* WORK TO BE COMPLETED
Check every line below for the word "shoe" and show those that hold it.

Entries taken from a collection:
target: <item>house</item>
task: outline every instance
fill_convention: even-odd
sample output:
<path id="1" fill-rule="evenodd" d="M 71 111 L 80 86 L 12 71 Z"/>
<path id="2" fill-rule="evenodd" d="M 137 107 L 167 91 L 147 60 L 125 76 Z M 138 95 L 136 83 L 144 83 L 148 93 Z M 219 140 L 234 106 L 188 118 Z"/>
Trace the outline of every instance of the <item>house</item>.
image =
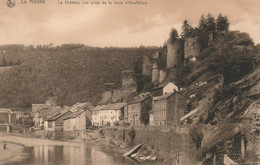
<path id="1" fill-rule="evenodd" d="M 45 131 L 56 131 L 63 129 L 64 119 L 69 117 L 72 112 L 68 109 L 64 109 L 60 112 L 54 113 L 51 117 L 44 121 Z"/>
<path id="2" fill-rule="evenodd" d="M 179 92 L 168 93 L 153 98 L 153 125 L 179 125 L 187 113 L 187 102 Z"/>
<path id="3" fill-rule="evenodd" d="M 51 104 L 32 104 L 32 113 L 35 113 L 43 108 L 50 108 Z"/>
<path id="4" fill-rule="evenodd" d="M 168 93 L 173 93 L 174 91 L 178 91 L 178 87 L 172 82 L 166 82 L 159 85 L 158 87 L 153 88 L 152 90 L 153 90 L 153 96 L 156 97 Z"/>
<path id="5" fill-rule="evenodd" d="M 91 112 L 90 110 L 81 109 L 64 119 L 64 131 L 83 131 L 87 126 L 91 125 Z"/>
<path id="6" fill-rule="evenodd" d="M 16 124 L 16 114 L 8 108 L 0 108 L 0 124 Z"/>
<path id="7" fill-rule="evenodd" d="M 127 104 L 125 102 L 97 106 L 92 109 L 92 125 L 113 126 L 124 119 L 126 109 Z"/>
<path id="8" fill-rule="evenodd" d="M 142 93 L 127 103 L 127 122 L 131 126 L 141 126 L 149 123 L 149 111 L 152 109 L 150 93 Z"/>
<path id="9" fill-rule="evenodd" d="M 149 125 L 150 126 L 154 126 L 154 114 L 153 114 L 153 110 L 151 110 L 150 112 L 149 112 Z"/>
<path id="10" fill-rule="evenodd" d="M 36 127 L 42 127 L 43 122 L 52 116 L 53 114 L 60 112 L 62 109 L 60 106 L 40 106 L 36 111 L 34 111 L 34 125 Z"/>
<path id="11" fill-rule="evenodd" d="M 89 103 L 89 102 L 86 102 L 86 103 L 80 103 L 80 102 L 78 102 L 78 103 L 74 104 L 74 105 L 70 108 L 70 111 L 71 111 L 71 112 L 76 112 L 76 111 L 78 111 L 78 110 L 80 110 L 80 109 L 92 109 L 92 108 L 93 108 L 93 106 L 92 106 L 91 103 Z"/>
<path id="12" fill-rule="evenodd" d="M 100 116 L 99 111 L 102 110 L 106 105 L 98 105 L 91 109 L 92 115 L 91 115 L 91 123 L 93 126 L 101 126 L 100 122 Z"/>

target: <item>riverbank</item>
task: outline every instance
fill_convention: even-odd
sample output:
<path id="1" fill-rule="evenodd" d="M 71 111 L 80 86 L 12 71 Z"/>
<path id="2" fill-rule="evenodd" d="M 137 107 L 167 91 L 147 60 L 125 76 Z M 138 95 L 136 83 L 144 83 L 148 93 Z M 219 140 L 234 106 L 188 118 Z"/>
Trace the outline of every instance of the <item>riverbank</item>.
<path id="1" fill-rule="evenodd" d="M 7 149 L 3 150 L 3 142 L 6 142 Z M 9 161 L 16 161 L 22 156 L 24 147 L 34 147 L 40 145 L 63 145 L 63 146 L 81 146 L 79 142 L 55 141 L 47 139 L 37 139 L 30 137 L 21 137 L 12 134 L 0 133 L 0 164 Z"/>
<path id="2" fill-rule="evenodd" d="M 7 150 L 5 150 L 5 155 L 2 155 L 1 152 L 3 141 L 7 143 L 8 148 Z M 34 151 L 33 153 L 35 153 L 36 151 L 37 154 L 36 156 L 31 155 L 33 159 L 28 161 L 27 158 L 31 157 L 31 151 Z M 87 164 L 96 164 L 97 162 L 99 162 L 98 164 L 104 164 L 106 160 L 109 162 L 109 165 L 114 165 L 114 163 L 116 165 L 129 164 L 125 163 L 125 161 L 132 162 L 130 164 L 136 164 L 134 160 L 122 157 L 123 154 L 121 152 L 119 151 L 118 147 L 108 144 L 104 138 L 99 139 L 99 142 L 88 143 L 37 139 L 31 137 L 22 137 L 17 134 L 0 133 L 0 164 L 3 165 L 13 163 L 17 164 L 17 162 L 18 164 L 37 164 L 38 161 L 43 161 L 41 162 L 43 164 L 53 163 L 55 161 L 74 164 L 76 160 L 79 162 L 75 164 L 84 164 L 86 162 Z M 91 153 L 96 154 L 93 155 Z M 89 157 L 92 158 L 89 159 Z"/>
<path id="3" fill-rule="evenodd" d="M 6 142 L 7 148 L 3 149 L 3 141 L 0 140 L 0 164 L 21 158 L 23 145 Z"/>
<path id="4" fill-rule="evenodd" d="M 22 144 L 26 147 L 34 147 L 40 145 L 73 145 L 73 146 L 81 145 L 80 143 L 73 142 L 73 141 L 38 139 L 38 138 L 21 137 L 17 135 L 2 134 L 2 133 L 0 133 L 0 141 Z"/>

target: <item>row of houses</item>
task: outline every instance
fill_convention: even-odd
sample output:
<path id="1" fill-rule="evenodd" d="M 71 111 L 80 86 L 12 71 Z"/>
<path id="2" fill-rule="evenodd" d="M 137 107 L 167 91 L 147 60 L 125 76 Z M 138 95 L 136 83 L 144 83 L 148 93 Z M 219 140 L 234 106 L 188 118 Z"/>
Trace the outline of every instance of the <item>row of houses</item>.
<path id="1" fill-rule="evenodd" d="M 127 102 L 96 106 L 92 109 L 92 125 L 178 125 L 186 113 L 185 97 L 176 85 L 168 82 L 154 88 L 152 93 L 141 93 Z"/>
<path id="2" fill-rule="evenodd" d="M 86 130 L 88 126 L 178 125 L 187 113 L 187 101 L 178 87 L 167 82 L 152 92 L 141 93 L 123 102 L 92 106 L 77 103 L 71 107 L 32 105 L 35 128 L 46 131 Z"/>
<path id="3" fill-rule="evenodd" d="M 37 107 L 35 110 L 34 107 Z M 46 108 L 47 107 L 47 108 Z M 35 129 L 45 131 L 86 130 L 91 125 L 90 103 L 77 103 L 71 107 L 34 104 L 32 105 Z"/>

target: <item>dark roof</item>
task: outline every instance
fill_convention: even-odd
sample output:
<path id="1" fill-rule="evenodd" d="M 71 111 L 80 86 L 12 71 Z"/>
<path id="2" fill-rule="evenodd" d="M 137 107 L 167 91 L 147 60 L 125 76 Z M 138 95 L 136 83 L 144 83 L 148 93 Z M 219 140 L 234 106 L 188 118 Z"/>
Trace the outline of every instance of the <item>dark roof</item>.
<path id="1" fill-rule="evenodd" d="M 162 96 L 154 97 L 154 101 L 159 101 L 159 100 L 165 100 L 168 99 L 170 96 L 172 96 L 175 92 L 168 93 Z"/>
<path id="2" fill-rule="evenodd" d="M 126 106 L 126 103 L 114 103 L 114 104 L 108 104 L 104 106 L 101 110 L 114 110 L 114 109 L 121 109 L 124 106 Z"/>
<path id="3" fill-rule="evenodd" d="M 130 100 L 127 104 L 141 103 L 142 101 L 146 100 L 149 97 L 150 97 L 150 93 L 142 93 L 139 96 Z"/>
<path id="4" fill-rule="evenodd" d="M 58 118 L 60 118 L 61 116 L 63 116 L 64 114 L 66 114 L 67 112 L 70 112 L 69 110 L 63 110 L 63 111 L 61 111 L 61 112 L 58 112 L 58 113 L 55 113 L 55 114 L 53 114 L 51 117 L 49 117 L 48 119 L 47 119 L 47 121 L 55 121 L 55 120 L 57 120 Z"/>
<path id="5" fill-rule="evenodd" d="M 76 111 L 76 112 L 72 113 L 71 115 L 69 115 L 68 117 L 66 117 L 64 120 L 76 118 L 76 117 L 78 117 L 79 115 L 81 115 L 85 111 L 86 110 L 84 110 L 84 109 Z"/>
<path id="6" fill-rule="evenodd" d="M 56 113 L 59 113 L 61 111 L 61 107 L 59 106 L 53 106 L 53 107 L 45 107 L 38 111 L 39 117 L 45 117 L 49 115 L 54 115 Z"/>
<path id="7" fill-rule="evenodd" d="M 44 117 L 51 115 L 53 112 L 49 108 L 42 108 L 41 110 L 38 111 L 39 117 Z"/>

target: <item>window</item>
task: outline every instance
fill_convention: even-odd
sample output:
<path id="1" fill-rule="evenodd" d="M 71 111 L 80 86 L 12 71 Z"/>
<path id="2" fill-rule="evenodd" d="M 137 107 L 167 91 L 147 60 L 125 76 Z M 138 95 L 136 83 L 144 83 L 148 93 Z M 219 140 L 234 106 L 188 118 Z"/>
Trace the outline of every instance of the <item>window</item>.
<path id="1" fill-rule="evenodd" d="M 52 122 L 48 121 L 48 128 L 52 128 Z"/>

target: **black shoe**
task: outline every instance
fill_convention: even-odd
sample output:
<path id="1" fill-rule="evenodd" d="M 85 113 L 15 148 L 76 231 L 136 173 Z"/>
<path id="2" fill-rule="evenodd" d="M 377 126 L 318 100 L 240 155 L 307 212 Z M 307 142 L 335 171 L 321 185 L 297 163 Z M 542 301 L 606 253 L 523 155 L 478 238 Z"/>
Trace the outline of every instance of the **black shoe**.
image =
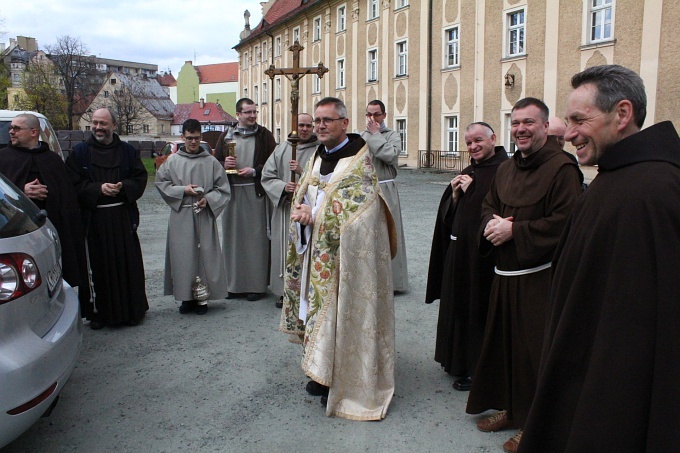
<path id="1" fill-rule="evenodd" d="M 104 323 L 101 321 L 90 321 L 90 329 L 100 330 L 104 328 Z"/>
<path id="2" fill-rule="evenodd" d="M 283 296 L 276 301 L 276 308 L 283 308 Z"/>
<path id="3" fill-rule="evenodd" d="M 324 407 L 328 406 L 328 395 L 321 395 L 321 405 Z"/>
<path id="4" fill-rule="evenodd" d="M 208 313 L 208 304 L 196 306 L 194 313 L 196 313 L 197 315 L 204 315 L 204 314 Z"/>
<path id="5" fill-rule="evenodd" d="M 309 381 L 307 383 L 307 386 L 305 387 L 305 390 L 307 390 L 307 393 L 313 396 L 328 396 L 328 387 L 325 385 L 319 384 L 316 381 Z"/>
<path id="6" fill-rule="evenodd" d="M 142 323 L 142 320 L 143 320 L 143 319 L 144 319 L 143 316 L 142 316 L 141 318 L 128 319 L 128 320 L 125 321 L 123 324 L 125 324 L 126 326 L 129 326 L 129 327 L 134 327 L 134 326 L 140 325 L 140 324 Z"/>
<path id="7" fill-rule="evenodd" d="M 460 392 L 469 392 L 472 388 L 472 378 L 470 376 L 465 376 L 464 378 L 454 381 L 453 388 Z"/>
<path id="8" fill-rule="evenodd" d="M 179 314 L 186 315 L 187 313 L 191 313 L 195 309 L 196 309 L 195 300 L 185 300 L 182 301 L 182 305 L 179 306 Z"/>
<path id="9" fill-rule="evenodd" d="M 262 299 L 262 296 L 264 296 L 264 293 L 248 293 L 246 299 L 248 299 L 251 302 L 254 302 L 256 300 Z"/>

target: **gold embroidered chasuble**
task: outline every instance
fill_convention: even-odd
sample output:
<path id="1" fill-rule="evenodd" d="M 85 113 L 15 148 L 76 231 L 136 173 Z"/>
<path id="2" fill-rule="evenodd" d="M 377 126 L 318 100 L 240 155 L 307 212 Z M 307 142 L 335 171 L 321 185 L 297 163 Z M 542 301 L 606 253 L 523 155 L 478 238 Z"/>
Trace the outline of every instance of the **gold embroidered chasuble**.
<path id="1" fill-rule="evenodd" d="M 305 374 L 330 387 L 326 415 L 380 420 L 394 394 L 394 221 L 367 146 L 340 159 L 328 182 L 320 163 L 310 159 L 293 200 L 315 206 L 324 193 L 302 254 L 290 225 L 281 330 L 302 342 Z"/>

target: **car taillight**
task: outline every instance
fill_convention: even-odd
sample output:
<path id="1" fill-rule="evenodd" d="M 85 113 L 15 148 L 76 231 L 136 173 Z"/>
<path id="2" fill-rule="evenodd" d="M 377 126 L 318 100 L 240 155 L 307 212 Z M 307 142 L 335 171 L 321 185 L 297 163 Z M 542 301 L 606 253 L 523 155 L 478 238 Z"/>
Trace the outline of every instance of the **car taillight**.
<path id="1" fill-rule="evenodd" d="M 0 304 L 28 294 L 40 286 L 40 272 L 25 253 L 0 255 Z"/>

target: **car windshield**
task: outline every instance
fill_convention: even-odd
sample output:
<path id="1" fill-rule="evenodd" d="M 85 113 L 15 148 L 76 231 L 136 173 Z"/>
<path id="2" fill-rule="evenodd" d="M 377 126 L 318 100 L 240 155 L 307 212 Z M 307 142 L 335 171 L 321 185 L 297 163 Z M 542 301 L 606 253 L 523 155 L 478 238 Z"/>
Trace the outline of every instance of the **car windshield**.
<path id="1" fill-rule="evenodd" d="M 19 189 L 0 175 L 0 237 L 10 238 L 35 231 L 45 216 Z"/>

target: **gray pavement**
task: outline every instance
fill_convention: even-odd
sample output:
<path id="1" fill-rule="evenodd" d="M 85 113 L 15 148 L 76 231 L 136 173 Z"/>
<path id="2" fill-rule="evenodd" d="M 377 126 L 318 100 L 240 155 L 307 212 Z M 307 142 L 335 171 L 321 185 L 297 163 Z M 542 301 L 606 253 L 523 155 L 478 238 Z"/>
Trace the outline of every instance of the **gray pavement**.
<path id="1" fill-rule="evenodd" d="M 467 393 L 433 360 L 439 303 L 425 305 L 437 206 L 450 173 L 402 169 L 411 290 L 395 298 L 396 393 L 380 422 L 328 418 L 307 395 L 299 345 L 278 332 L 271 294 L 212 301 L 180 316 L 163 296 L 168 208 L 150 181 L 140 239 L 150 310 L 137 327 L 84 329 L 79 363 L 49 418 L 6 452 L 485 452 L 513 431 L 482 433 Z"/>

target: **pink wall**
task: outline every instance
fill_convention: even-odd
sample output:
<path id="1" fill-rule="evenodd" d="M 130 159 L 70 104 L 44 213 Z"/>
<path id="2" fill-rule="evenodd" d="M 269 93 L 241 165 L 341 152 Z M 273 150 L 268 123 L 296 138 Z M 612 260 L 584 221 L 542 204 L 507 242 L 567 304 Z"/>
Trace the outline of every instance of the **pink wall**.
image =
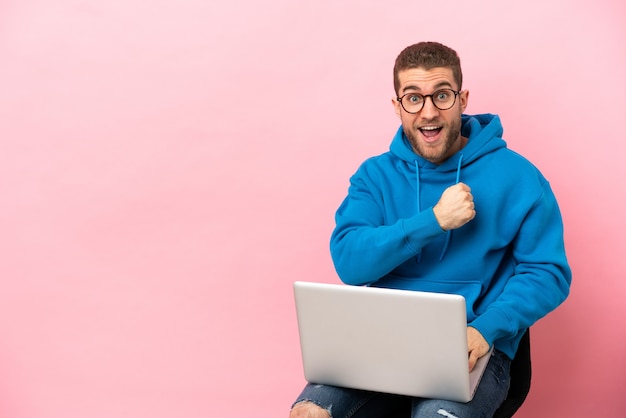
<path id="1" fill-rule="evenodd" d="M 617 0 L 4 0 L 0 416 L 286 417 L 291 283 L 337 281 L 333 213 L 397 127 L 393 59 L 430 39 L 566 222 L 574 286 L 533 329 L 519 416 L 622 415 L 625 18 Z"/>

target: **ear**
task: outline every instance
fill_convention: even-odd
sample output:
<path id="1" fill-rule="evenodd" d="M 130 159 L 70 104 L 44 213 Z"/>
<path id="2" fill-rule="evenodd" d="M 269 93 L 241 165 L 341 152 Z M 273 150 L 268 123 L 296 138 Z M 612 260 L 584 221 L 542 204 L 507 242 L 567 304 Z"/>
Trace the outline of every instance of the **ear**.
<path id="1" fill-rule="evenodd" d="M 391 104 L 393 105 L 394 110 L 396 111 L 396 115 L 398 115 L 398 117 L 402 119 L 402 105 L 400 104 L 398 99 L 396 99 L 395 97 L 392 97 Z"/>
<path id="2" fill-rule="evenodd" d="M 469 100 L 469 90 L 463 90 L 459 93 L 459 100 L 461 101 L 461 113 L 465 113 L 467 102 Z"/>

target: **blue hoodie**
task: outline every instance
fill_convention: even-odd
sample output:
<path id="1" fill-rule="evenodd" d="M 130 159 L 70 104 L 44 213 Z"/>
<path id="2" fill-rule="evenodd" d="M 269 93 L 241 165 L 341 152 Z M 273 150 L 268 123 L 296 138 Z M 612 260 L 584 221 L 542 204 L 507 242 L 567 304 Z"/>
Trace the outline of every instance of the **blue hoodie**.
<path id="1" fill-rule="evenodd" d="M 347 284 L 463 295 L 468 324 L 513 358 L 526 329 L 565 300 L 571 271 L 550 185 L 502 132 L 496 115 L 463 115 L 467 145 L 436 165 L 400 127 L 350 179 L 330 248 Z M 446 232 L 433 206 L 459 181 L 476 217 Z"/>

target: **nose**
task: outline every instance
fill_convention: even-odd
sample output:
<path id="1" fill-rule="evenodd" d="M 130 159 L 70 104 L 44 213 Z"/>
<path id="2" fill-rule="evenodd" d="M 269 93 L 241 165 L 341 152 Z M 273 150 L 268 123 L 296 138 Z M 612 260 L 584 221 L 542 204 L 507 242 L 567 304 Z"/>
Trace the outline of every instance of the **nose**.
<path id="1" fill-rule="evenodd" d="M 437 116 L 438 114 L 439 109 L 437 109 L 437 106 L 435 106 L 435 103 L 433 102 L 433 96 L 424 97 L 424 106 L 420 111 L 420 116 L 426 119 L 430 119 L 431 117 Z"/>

* OUTPUT FOR THIS EXERCISE
target: **black shoe**
Trace the outline of every instance of the **black shoe**.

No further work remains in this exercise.